Description of the task: A complete and exact copy of the data below is required.

** Listed entries follows **

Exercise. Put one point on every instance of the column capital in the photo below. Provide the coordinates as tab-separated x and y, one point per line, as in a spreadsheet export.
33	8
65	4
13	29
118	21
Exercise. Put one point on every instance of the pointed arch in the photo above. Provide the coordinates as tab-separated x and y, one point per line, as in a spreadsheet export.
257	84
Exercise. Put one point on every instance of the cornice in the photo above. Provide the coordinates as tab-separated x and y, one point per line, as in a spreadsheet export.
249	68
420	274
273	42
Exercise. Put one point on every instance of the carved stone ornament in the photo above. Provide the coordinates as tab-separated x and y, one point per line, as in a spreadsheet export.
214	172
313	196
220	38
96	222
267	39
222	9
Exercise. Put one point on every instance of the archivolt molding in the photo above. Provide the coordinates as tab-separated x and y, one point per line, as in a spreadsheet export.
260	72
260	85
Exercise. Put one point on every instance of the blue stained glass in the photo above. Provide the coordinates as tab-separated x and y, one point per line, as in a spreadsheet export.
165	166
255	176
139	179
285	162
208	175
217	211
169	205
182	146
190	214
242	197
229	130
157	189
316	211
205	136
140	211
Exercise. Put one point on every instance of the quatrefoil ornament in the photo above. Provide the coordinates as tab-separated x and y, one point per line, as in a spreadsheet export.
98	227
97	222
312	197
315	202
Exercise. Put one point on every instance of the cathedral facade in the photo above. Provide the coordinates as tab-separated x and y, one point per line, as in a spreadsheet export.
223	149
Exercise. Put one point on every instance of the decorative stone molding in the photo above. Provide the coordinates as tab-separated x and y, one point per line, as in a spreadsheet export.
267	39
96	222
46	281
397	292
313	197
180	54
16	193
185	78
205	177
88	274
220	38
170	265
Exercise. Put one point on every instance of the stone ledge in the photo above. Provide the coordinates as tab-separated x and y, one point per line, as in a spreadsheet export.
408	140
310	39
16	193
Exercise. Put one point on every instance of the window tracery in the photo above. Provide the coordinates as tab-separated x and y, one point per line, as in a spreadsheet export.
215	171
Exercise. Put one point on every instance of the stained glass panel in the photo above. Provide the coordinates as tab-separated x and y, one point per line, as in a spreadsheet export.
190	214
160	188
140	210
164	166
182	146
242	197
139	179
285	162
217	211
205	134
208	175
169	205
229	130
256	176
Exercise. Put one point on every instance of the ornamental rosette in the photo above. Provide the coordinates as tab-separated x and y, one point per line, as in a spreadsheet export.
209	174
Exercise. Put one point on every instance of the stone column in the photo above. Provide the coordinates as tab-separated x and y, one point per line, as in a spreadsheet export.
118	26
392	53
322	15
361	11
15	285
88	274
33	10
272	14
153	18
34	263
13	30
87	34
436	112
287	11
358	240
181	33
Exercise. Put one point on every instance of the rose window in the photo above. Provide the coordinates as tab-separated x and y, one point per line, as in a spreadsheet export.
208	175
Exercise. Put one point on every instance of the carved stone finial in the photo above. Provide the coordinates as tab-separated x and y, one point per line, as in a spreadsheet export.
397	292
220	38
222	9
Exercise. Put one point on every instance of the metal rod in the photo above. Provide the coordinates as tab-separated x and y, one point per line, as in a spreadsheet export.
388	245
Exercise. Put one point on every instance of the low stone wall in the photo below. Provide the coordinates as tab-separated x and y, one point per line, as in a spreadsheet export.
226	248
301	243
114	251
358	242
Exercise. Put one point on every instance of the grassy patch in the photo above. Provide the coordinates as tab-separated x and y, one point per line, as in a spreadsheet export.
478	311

** End of Listed entries **

Output for this task:
Exercise. Put one point on every instance of the column capital in the photo below. Provide the coordinates as tab-separated x and y, one point per line, as in a spreadsheet export.
33	8
65	4
13	29
118	21
Exercise. Put one point on every instance of the pointed arch in the photo above. Provide the coordinates as tab-separated x and y, one point per line, as in a spreadsheet export.
257	84
Exercise. Put one point on every instance of the cornice in the photo above. Provide the coordinates as tab-separated x and y, one point per line, as in a spreadsheet export.
249	68
420	274
273	42
Exercise. Put one point on every instance of the carved stone ornament in the photo above. Provide the coordinates as tab-separated x and y, one point per line, as in a spreadsheet export.
214	172
313	196
220	38
96	222
267	39
222	9
Exercise. Put one point on every instance of the archivolt molding in the photo above. Provide the coordinates as tab-separated x and y, one point per line, as in a spreadsheet export.
260	72
260	85
Exercise. Put one point on every instance of the blue stained glass in the photo above. Provide the coordinates as tab-separated x and y, one point per line, as in a spreadsheet export.
165	166
255	176
139	179
285	162
208	175
217	211
169	205
182	146
190	214
242	197
229	130
157	189
316	211
205	136
140	211
Exercise. Put one point on every instance of the quatrefoil ornament in the photo above. Provide the coordinates as tab-separated x and y, one point per line, as in a spreadsheet export.
98	227
97	222
312	197
315	202
Exercise. Put one point on every instance of the cathedral facade in the photo above. Provide the coordinates as tab-separated x and y, one point per line, as in a spreadsheet export.
223	149
Exercise. Put one point on every instance of the decorative stone molding in the photo above. Provide the coordinates as tab-separated x and y, one point per line, as in a spreadsheet export.
267	39
96	222
46	281
397	292
313	197
180	54
16	193
185	78
205	177
88	274
220	38
170	265
Exercise. Put one point on every instance of the stone ledge in the photo above. Provide the coordinates as tab-separated x and y, one point per line, as in a spreadsheet export.
408	140
310	39
16	193
Exercise. Put one point on every instance of the window tracery in the photo above. Provide the coordinates as tab-separated x and y, one point per line, as in a spreadsheet export.
215	171
Exercise. Put one point on every instance of the stained glass panel in the photo above. Provide the coordinates as tab-separated x and y, one point per line, as in a spreadsheet export.
190	214
160	188
140	210
164	166
182	146
242	197
139	179
285	162
217	211
205	134
208	175
169	205
229	130
256	176
Exercise. Put one point on every instance of the ornamental rosette in the photo above. Provide the coordinates as tab-separated x and y, one point per line, as in a spreadsheet export.
209	174
Exercise. Put one point on every instance of the stone column in the photo above. Provide the coordinates as tab-separated x and y, one point per line, as in a spreadsheet export.
118	26
392	53
322	15
361	11
15	285
88	274
33	10
272	14
153	18
34	263
13	30
87	34
436	112
287	11
358	240
181	33
Exercise. Put one point on every instance of the rose window in the photo above. Provide the coordinates as tab-separated x and y, one point per line, as in a spreadsheet export.
208	175
Exercise. Put one point on every instance of the carved stone finial in the photo above. Provide the coordinates as tab-separated x and y, one point per line, as in a spreadsheet export.
397	292
220	38
222	9
Exercise. Put one point on every instance of the metal rod in the photo above. Provide the coordinates as tab-separated x and y, one point per line, as in a spreadsheet export.
388	245
Exercise. Put one point on every instance of the low stone wall in the photo below. Provide the coordinates as tab-separated x and y, one point per line, as in a spreadsheet export.
226	248
301	243
114	251
358	242
Exercise. Put one point on every instance of the grassy patch in the photo above. Provide the coordinates as tab-separated x and y, one point per line, as in a spreadsheet export.
478	311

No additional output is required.